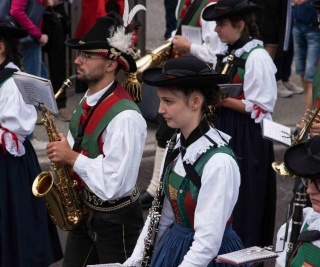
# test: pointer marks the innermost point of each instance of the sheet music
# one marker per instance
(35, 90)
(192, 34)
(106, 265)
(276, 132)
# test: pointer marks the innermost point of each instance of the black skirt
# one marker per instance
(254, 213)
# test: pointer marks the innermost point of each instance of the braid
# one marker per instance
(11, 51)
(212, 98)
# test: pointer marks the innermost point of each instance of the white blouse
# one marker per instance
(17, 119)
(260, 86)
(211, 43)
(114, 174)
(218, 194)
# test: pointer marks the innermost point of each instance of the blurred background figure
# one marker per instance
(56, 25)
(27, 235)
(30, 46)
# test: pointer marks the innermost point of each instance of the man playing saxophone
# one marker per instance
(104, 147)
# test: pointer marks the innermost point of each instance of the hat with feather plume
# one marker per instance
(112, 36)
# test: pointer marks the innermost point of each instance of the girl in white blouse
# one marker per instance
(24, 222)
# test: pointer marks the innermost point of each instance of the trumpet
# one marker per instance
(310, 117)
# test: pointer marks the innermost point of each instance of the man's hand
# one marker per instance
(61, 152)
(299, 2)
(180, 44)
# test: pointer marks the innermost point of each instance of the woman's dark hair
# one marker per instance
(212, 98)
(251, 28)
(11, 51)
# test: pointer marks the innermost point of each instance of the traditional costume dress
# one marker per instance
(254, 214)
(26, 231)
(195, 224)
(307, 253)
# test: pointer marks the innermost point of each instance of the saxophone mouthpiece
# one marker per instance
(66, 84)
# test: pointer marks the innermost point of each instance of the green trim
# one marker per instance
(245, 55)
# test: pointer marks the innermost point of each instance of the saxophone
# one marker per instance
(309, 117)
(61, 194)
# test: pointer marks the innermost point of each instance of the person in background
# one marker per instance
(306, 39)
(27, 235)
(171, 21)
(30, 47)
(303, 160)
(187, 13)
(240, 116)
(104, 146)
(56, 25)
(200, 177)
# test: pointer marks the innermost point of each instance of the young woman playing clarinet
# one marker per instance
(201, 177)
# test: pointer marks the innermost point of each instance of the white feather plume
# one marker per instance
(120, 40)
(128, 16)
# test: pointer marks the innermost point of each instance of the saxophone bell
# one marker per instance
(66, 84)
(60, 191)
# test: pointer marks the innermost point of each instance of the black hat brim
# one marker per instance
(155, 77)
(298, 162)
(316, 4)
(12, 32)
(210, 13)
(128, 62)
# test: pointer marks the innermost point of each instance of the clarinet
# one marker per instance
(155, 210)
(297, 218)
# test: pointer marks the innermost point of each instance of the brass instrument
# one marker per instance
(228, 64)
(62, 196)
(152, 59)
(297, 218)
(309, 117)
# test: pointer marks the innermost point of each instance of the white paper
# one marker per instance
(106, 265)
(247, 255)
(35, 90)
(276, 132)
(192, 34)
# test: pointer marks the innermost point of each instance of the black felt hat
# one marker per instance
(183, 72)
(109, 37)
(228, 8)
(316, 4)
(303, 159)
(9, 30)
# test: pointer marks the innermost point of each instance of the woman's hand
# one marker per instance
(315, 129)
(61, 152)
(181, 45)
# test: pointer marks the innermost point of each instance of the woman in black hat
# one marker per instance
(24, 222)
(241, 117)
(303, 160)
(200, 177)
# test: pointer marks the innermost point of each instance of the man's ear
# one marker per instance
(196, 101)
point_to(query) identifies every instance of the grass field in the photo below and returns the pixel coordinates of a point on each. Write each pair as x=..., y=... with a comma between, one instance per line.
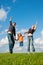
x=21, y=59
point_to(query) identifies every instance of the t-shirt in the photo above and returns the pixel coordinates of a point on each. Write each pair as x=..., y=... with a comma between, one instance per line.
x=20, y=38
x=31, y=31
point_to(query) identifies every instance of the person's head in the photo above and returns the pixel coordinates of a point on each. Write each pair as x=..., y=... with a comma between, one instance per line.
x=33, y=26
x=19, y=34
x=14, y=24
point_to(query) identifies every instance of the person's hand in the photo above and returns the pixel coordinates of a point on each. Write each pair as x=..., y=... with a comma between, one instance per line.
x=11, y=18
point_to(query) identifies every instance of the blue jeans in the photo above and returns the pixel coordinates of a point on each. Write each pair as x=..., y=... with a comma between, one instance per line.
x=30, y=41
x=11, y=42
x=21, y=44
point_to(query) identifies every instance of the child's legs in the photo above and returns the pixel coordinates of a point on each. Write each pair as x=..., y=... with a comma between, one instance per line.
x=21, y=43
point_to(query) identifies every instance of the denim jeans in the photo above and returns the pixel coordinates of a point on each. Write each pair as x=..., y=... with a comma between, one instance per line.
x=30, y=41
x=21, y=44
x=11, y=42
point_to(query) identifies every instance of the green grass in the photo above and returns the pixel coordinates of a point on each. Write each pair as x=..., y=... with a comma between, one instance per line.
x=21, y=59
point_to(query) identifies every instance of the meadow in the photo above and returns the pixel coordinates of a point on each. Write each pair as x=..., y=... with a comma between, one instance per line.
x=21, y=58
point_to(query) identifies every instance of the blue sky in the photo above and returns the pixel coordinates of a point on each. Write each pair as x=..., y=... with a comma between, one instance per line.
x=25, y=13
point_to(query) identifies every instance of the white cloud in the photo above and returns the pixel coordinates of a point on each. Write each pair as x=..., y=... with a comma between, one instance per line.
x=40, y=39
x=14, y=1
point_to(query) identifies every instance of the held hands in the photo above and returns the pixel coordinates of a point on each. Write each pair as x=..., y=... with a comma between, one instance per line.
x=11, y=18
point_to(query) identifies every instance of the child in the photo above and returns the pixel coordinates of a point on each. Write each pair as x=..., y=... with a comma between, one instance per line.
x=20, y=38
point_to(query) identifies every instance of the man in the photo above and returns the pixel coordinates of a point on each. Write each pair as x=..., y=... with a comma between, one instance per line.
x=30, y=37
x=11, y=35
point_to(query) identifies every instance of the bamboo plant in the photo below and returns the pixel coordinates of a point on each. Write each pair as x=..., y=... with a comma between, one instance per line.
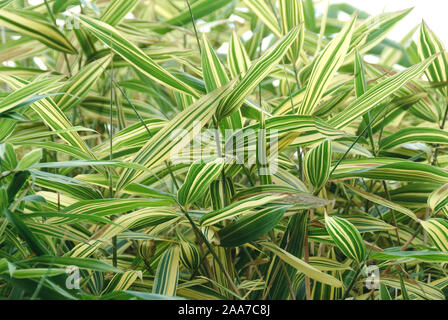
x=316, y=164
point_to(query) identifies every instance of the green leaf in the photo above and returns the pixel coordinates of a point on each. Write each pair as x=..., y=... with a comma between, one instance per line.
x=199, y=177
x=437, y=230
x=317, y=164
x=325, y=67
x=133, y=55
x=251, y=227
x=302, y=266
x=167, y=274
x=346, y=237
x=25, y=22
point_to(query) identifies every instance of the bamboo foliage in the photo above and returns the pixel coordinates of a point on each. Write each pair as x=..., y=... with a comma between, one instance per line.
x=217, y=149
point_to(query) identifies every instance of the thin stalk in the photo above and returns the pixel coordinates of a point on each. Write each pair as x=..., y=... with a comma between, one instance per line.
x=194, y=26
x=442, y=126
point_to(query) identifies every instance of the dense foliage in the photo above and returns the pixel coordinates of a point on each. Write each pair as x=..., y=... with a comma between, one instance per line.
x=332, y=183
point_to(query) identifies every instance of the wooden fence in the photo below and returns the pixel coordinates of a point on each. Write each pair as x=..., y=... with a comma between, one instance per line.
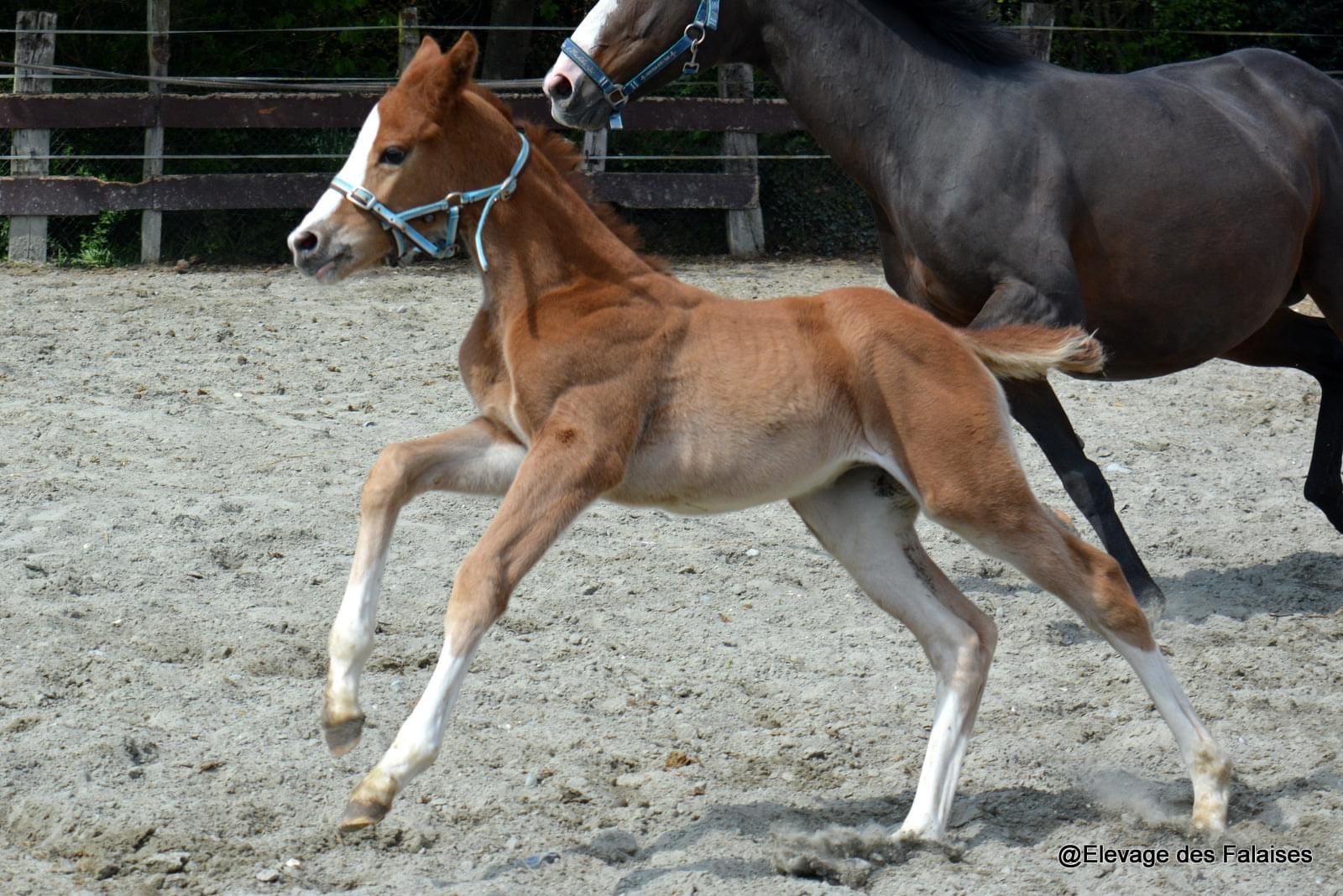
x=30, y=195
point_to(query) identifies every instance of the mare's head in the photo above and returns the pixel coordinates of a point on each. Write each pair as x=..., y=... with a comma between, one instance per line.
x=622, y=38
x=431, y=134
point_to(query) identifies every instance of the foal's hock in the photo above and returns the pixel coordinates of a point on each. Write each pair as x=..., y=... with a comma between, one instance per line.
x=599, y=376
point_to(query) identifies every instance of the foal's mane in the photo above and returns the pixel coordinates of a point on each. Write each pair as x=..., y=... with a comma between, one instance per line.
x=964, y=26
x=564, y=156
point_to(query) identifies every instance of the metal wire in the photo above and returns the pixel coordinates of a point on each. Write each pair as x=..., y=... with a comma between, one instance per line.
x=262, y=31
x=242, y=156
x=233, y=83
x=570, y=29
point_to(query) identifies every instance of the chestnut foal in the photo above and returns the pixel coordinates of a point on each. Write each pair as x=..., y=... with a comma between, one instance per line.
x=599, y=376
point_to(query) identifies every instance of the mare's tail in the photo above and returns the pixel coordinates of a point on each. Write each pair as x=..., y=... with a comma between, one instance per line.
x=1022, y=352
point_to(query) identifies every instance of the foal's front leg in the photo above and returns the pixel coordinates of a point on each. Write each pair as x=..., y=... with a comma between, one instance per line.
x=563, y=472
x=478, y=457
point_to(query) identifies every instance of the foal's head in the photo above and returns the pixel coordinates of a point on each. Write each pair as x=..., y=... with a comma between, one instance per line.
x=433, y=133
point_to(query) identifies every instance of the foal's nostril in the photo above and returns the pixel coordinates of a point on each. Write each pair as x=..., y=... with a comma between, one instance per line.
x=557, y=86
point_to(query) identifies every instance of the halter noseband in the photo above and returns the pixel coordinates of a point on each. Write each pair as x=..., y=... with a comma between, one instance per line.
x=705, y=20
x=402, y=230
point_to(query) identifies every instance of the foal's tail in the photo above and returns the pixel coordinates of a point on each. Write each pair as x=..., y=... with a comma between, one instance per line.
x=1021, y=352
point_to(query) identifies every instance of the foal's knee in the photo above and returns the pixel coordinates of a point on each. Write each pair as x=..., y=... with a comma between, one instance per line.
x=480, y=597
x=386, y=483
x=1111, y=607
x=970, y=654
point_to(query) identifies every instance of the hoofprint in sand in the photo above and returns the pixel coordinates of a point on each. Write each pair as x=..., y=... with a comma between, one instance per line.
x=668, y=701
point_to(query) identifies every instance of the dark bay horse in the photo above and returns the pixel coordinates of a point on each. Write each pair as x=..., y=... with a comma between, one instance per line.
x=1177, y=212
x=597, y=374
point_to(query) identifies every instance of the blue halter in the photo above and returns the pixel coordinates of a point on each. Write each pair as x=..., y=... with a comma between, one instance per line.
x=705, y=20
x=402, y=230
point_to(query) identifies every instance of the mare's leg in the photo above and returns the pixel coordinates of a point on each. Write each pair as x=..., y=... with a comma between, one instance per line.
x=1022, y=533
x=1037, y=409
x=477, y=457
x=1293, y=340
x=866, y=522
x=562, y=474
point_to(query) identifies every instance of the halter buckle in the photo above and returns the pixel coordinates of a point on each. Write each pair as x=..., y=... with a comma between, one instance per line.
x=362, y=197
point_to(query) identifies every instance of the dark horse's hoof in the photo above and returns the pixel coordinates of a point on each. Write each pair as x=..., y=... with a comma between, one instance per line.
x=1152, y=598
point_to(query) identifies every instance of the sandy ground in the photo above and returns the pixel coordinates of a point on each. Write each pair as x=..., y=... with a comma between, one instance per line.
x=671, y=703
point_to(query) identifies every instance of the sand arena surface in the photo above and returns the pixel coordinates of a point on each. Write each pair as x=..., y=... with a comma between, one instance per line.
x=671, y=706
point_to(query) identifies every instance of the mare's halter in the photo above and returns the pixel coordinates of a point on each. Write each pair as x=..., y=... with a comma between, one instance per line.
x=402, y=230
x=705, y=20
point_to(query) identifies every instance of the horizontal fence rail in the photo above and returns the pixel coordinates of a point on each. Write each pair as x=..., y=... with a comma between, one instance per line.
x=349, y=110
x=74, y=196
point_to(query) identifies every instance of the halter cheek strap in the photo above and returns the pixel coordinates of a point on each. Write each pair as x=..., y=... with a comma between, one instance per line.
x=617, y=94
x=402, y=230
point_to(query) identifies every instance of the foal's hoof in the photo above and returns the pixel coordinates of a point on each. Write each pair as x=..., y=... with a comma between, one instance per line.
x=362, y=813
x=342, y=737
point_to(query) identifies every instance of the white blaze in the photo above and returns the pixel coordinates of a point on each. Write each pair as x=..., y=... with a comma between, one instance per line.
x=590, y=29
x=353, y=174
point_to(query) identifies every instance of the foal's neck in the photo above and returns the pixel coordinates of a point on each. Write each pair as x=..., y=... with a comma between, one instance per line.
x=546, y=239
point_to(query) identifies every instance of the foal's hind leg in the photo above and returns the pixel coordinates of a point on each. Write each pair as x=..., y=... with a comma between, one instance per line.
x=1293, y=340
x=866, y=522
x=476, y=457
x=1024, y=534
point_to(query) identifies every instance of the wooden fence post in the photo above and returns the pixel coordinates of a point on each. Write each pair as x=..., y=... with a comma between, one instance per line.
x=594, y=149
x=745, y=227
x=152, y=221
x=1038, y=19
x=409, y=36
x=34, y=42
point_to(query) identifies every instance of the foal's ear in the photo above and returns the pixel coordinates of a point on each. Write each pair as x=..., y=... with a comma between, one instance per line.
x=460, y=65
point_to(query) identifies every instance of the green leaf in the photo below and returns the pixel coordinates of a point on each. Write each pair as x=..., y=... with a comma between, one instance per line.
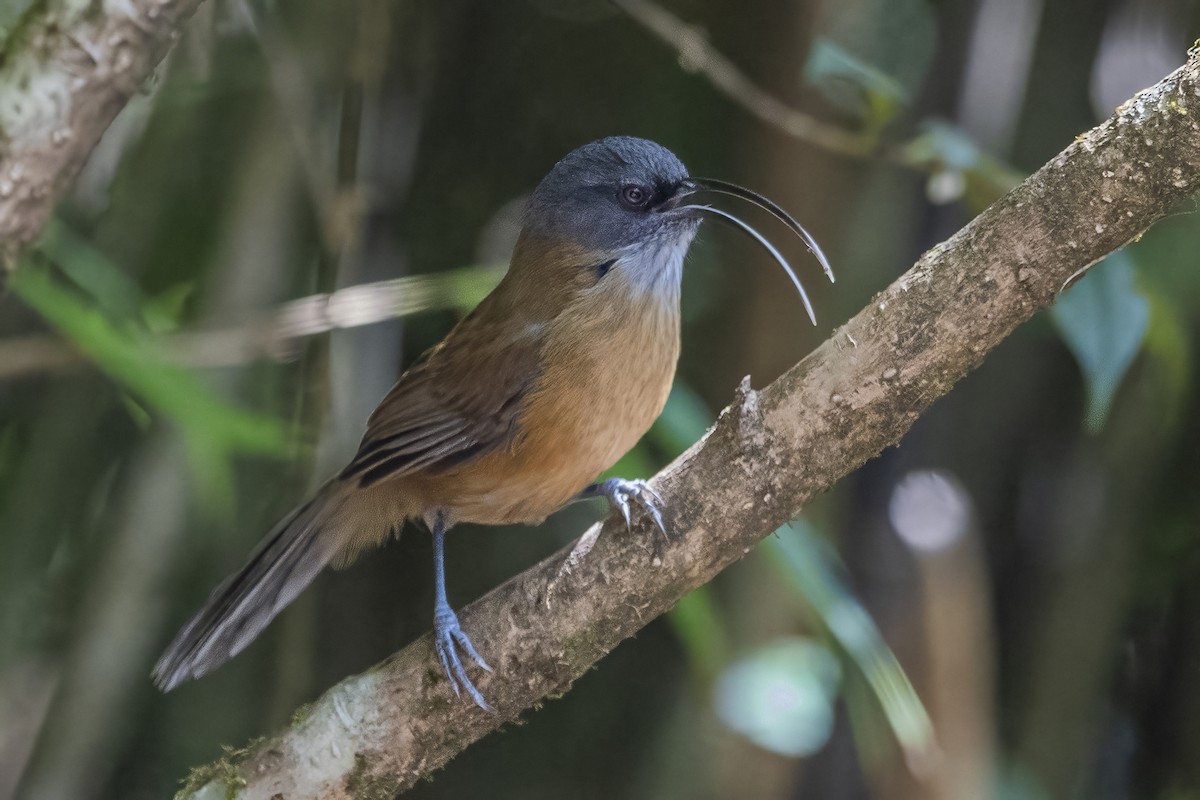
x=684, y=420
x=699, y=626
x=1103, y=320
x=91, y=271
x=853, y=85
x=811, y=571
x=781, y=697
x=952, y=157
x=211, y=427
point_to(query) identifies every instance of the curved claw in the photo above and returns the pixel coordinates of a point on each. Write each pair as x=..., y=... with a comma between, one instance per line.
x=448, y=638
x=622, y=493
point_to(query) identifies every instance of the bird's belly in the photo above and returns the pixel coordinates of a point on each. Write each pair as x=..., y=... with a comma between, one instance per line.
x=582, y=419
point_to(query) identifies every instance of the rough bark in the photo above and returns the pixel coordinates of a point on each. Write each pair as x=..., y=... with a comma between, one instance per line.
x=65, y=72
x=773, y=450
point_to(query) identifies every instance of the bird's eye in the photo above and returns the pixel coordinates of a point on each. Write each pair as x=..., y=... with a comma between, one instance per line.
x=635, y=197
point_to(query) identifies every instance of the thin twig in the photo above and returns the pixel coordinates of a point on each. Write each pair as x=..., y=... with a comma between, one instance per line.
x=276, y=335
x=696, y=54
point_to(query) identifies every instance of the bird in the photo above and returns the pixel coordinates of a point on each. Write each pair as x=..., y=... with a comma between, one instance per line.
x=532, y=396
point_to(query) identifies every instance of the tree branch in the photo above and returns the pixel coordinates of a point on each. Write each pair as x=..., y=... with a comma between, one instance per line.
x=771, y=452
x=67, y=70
________________
■ GOAL OF THE EXERCISE
Can you copy out the lines word for word, starting at the line that contains "leaf in the photo below" and ending with the last line, with the pictures left out?

■ SOLUTION TO THIS EXERCISE
point_to(query) identifies every instance of the green leaf in the photo below and returns the pixel coordinates of a point on each. Write each pair as x=..., y=... with a comma between, one instance per line.
x=684, y=420
x=699, y=626
x=1103, y=320
x=91, y=271
x=853, y=85
x=811, y=571
x=781, y=697
x=952, y=157
x=211, y=427
point_to(query) identifies every instance of the curved claw in the photo above and returns the pixel coordinates of a point on each. Write each pair as x=..., y=... with a comma between, one instance per line.
x=448, y=638
x=622, y=493
point_to(query) identifies every instance of the bird's belly in the photo above and returns the pixel coordinates of a point on each. Write each pair as x=..., y=... with a comma between, one instance per line.
x=582, y=419
point_to(query) identifies every instance of the rough bark in the photo above and returns the pixel coordinates of a point on each. Write each pair as x=..., y=... with a comma between, one instance per line.
x=65, y=72
x=773, y=450
point_to(query) identifies every instance of the bird's eye in the photo above and returns the pixel coordinates of a point on each. Write each pair as x=..., y=... with a comma between, one instance per line.
x=635, y=197
point_to(query) identifies every instance of the thin twig in the photo above and returns the pixel coordinates of a point on each. Write each pair as x=..., y=... with a comma between, one instance per line.
x=276, y=335
x=696, y=54
point_to(query) identifies every instance of the bird in the photo above and returns the pixel coordinates of a point on each. Write each pair as x=..., y=... with a comma between, one instance per line.
x=532, y=396
point_to(query) identifies every instance of the tree branch in the photo above and returns the pixel coordinates of a point on each. Write each pair as x=..., y=... with a comma between, one instance per line.
x=771, y=452
x=67, y=70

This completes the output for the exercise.